Teks yang Ditampilkan:
§ §

JAKARTA, fornews.co – Koalisi pemeriksa fakta terbesar di Indonesia, CekFakta.com kecewa atas kebijakan Meta baru-baru ini yang mengakhiri Program Pemeriksa Fakta Pihak Ketiga yang dimulai di Amerika Serikat.
Koordinator Koalisi CekFakta.com, Adi Marsiela menyatakan, pihaknya menyesalkan pernyataan CEO Meta yang mengaitkan pengecekan fakta dengan bias politik dan penyensoran.
Seperti diketahui, bahwa koalisi CekFakta.com ini telah aktif terlibat dalam kegiatan pengecekan fakta di Asia Tenggara sejak tahun 2018.
Adi mengatakan, bahwa pemeriksa fakta memiliki standar tertinggi dalam hal pelaporan yang tidak bias, transparansi, integritas, dan akuntabilitas.
“Kami dipantau oleh publik dan secara teratur dinilai oleh badan independen seperti International Fact Checking Network,” kata dia, lewat rilis resmi, Jumat (10/1/2025).
Sebagai salah satu platform media sosial terbesar di dunia, ungkap Adi, Facebook dan Instagram memiliki pengaruh yang signifikan terhadap penyebaran misinformasi, termasuk di Indonesia.
Per Desember 2024, pengguna Facebook di Indonesia mencapai setidaknya 174 juta, atau sekitar 63% dari total populasi Indonesia yang mencapai 275 juta jiwa. Selain itu, pengguna Instagram di Indonesia mencapai 90,1 juta.
“Angka-angka ini menunjukkan tanggung jawab besar yang dipegang Meta dalam memastikan platformnya tidak digunakan untuk menyebarkan informasi yang salah atau menyesatkan,” ungkap dia.
Adi menceritakan, bahwa sejak tahun 2018, program cek fakta yang dikoordinasikan oleh Koalisi CekFakta.com, bekerja sama dengan platform digital, telah menjadi langkah penting dalam memerangi misinformasi di Indonesia.
Program ini, sambung dia, melibatkan setidaknya 100 organisasi media, jurnalis, dan pemeriksa fakta independen yang berkomitmen untuk menjaga integritas informasi publik. Kehadiran program ini tidak hanya membantu mengurangi penyebaran hoaks, tetapi juga meningkatkan literasi digital di masyarakat.

§ §

Baris yang Tersedia:
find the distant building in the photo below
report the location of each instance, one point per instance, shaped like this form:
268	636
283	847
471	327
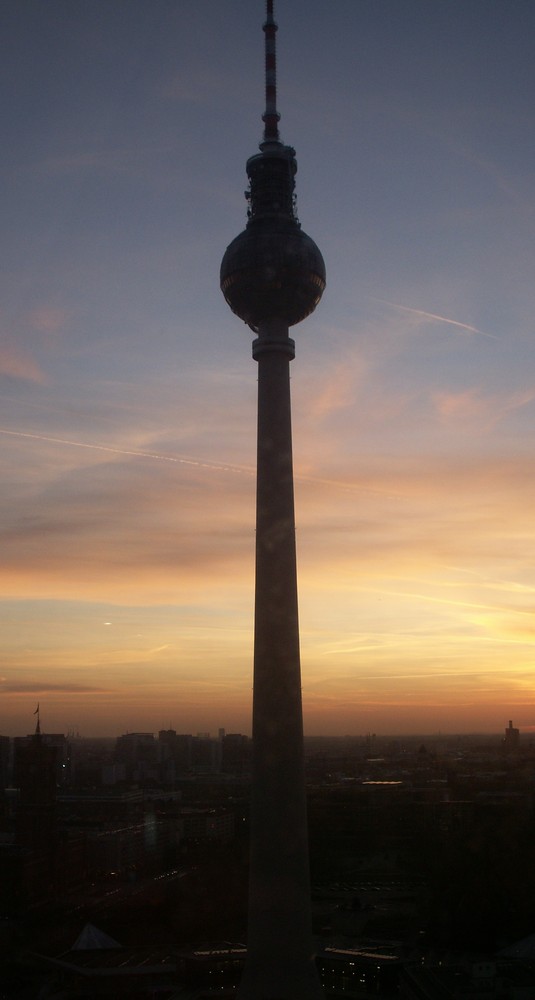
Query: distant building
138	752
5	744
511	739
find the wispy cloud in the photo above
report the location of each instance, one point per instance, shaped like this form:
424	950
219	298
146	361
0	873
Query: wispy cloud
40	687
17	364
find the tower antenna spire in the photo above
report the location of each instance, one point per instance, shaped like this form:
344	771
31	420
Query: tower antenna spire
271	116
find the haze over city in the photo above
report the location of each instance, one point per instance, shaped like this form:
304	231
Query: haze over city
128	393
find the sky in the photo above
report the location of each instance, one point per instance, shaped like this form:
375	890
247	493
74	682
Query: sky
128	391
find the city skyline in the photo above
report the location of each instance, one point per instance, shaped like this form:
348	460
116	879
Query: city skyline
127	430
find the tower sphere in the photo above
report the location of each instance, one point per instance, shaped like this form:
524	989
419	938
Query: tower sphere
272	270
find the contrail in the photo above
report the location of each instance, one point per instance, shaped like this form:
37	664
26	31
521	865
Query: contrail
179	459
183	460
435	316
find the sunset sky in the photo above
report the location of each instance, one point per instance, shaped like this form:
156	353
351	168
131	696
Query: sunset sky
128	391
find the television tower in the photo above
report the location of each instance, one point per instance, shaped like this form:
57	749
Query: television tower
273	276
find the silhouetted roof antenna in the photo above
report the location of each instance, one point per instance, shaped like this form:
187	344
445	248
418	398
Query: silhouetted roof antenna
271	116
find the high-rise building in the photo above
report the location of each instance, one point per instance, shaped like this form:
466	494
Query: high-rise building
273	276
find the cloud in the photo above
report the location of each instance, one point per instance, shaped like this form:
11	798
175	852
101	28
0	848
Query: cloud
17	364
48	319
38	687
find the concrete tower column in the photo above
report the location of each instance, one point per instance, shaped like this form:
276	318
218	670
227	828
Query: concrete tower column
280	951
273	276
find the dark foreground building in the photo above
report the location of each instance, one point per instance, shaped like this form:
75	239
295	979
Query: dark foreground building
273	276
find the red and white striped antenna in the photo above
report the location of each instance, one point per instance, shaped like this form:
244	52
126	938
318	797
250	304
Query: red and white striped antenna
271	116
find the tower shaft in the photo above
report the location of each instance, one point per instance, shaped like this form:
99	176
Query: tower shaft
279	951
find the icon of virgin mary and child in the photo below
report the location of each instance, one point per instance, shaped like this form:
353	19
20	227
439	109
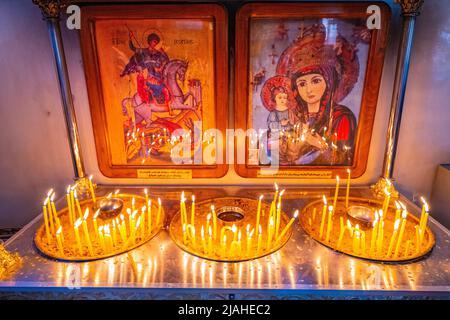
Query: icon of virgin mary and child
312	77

§ §

Soal:
Teruskan berita tentang kekecewaan Koalisi CekFakta.com atas kebijakan Meta, mulai setelah kalimat terakhirnya. Baris-baris tersebut tidak diperlukan.

Hasil:
“Keputusan Meta untuk menghentikan program pemeriksaan fakta dengan pihak ketiga di Amerika Serikat menimbulkan kekhawatiran akan potensi dampaknya terhadap komitmen Meta di negara lain, termasuk Indonesia,” ungkap dia.
Adi menilai, kebijakan ini dapat melemahkan upaya memerangi penyebaran informasi palsu di platform Meta, terutama di negara-negara dengan tingkat literasi digital yang rendah. Kebijakan ini juga dapat memicu penyebaran hoaks dan propaganda secara masif, mengingat jangkauan pengguna yang sangat luas di Indonesia.
Koalisi CekFakta.com percaya bahwa penghentian ini dan penggantinya dengan Community Notes dan program moderasi konten lainnya yang berbasis algoritma, bukanlah solusi yang efektif dibandingkan dengan pengecekan fakta oleh media independen.
“Oleh karena itu, kami mendesak Meta untuk mengklarifikasi dampak dari perubahan kebijakan ini terhadap program pengecekan fakta di negara lain.Membatalkan keputusan ini dan menggandakan dukungan terhadap program-program pemeriksaan fakta di seluruh dunia,” tegas dia.
Kemudian, terang Adi, pihaknya juga mendesak Meta untuk terlibat lebih sering dan secara substansial dengan para pemangku kepentingan penting dalam memerangi mis/disinformasi.
“Kami percaya bahwa langkah proaktif Meta dalam mendukung program pemeriksaan fakta selama ini merupakan wujud nyata dari tanggung jawab sosial perusahaan terhadap para penggunanya di seluruh dunia,” terang dia.
“Kami berharap Meta dapat mempertimbangkan kembali kebijakan ini dan terus menunjukkan komitmennya dalam menjaga integritas informasi di platformnya, terutama di negara-negara dengan basis pengguna yang besar seperti Indonesia,” tandas dia. (aha)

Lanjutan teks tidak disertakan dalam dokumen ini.